When a line of the entries below contains "soccer", it counts once; state how many such lines there are and nothing else.

___ Source records ___

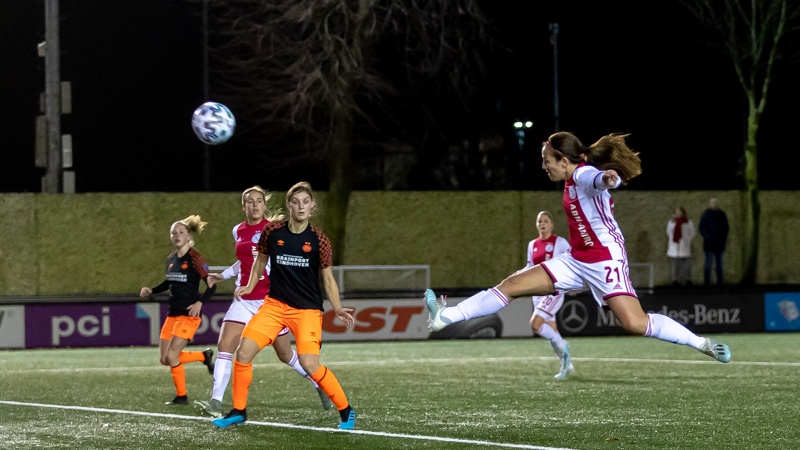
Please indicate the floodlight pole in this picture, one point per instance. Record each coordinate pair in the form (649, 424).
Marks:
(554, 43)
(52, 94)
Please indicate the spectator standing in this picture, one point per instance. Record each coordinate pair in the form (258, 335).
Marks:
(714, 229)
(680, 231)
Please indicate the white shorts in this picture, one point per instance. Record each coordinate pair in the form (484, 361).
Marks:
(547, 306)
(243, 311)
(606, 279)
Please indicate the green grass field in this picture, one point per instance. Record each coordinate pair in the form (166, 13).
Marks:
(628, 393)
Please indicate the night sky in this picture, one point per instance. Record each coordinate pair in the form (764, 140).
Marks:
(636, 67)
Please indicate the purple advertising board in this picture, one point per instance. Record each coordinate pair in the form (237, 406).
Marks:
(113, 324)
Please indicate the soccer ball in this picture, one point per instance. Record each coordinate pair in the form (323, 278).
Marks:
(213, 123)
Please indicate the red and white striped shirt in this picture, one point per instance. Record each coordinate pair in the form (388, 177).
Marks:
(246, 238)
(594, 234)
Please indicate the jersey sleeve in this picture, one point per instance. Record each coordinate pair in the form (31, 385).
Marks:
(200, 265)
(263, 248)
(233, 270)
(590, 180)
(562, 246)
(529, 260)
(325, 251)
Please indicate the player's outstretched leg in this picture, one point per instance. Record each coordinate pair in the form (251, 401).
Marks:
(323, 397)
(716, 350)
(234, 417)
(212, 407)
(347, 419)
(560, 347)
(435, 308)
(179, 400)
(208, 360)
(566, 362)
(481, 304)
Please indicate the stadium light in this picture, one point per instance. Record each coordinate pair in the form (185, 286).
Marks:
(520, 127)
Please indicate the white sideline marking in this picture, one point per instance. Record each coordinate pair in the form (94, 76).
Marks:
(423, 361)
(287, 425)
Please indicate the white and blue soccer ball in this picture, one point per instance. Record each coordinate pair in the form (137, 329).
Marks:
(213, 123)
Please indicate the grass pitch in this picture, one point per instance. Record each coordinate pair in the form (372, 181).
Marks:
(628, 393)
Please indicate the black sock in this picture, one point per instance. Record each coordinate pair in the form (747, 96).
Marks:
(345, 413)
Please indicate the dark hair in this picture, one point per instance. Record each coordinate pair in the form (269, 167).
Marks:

___

*Your response:*
2